▶ Problem to solve: Rewrite only the lines from the one containing "Would you mind indicating the dark" through the end of the material, inclusive, keeping the requests. Multiply each point coordinate in the answers by 2.35 and round it to a whole number, with halves rounding up, leaving any numbers in the requests as they are.

▶ Provided records:
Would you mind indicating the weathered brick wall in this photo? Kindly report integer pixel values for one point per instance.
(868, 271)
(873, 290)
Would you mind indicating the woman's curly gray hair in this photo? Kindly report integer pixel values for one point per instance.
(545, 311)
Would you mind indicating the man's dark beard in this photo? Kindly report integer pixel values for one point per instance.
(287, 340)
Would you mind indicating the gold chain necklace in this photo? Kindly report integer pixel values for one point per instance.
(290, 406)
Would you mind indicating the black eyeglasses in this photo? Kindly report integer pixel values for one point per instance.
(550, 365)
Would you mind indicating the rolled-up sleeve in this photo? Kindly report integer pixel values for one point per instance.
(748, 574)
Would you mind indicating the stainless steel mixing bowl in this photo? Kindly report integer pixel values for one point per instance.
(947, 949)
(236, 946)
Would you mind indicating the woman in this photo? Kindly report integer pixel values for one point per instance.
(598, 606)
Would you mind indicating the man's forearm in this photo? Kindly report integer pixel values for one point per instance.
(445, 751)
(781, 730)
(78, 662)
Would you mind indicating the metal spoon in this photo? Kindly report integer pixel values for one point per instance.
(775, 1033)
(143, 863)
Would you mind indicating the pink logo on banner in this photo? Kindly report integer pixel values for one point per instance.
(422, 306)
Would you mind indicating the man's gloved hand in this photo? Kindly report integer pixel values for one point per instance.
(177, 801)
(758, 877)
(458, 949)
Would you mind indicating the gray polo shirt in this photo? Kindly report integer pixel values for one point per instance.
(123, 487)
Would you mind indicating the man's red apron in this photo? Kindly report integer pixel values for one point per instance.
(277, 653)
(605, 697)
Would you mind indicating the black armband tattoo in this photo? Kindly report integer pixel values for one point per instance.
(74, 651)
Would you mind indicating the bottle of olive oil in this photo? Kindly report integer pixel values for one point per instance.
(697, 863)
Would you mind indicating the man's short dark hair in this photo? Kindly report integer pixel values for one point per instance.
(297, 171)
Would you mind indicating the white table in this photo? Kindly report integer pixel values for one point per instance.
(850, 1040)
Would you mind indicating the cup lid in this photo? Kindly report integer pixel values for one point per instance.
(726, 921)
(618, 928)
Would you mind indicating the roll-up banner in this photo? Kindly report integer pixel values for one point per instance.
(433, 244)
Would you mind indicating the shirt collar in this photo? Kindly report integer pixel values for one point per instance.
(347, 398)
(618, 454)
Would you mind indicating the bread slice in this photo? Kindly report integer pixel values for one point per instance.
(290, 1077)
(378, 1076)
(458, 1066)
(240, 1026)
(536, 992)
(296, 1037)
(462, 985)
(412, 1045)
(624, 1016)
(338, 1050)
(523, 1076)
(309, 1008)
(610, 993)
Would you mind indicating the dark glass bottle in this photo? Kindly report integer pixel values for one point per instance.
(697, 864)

▶ Written solution:
Would you mind indicating the dark glass bottle in this photo? Kindly report integer pixel values for one point per instance.
(1638, 2030)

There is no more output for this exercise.